INSTRUCTIONS FOR THE TASK
All entries below are to be set down again, identical to the source.

SUPPLIED ENTRIES
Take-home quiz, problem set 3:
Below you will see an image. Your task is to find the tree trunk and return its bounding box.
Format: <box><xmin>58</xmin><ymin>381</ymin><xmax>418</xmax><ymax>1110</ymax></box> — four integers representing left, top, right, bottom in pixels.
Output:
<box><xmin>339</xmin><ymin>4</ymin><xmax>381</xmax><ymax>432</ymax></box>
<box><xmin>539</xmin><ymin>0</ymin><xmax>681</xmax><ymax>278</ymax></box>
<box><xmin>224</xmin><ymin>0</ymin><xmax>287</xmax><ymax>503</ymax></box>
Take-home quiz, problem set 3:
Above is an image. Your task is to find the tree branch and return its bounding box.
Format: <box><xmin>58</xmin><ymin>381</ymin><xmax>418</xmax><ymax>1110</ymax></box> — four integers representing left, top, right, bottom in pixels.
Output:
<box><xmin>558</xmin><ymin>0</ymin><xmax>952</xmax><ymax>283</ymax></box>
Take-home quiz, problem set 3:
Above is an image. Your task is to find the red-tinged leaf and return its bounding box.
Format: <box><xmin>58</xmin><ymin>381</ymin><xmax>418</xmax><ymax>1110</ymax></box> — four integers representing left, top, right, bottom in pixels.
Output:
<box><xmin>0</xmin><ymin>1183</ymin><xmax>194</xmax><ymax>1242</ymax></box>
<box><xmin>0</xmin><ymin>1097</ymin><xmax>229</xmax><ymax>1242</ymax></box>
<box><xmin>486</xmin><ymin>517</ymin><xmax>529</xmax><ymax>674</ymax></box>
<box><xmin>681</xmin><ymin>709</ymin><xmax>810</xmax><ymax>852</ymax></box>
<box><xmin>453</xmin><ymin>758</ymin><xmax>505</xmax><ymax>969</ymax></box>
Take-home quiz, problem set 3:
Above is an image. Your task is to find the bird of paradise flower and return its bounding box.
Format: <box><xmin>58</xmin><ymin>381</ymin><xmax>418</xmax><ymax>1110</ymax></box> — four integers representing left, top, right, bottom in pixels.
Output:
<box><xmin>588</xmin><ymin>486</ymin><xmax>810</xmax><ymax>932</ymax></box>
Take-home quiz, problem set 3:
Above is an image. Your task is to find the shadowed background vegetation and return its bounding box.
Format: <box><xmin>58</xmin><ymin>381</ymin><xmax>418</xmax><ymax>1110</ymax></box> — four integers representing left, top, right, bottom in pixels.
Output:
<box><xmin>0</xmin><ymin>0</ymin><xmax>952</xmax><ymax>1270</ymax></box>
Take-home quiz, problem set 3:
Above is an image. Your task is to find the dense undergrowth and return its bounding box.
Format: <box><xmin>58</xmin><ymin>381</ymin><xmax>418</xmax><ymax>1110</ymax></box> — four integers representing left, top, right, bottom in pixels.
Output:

SOLUTION
Take-home quiz, problem set 3:
Below you will see an image. Your task is to find the tree trunk and return its bounding box.
Format: <box><xmin>58</xmin><ymin>381</ymin><xmax>418</xmax><ymax>1110</ymax></box> — four integers representing left, top, right, bottom in pixels.
Output:
<box><xmin>339</xmin><ymin>4</ymin><xmax>381</xmax><ymax>432</ymax></box>
<box><xmin>539</xmin><ymin>0</ymin><xmax>681</xmax><ymax>278</ymax></box>
<box><xmin>224</xmin><ymin>0</ymin><xmax>287</xmax><ymax>503</ymax></box>
Take-home quiz, problem set 3:
Above is an image. Your task is to find the tree branch and return its bounding box.
Format: <box><xmin>58</xmin><ymin>381</ymin><xmax>418</xmax><ymax>1110</ymax></box> — four integers representing left, top, right, bottom in pixels.
Output:
<box><xmin>558</xmin><ymin>0</ymin><xmax>952</xmax><ymax>283</ymax></box>
Take-home quiz, problem set 3:
Above is an image. Your task is to find the red-tinged leaf and return its bounding box.
Format: <box><xmin>58</xmin><ymin>381</ymin><xmax>418</xmax><ymax>1110</ymax></box> — four integers representing left, top, right, bottom in pixels.
Output:
<box><xmin>0</xmin><ymin>1183</ymin><xmax>194</xmax><ymax>1242</ymax></box>
<box><xmin>0</xmin><ymin>1097</ymin><xmax>229</xmax><ymax>1242</ymax></box>
<box><xmin>486</xmin><ymin>517</ymin><xmax>529</xmax><ymax>674</ymax></box>
<box><xmin>681</xmin><ymin>709</ymin><xmax>810</xmax><ymax>852</ymax></box>
<box><xmin>453</xmin><ymin>758</ymin><xmax>505</xmax><ymax>969</ymax></box>
Take-home quiz, problem set 3:
Above is an image. Your task is to find the bird of paradise flower and return its bounding box.
Format: <box><xmin>58</xmin><ymin>381</ymin><xmax>418</xmax><ymax>1110</ymax></box> — four integers representing left, top, right, bottom in pixels.
Output:
<box><xmin>588</xmin><ymin>486</ymin><xmax>810</xmax><ymax>932</ymax></box>
Take-home quiz, problem set 3:
Above is an image. Your task is to find the shadowed background vegetation and return its bounding box.
Format: <box><xmin>58</xmin><ymin>381</ymin><xmax>418</xmax><ymax>1110</ymax></box> — four integers representing left, top, right, bottom in pixels.
Output:
<box><xmin>0</xmin><ymin>0</ymin><xmax>952</xmax><ymax>1270</ymax></box>
Take-home quiz, problem set 3:
Above is an image. Your task is to find the dense undergrowth and return its bounding box.
Format: <box><xmin>58</xmin><ymin>381</ymin><xmax>418</xmax><ymax>1110</ymax></box> — four integers representing left, top, right, bottom in pixels.
Output:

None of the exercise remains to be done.